Copy the material below line for line without changing anything, but leave out the pictures.

[Image region outline records]
** start **

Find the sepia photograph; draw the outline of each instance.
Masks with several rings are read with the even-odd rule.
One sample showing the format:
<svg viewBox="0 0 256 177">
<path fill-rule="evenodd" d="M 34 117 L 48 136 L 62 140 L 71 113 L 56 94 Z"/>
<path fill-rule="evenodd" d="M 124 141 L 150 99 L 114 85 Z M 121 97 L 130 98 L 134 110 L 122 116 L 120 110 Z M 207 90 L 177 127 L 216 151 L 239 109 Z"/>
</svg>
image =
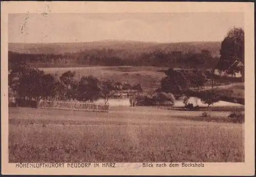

** end **

• _EXERCISE OUTPUT_
Find the sepia photograph; draw the outline of each instance.
Masks with several rings are read with the even-odd rule.
One sample showing the format:
<svg viewBox="0 0 256 177">
<path fill-rule="evenodd" d="M 34 117 L 48 136 L 62 140 L 71 113 L 56 94 Z"/>
<path fill-rule="evenodd" d="M 124 141 L 150 99 L 114 85 Z M 121 97 L 130 98 L 134 110 L 122 116 L 120 110 Z M 207 90 L 177 127 L 216 151 L 239 109 Z"/>
</svg>
image =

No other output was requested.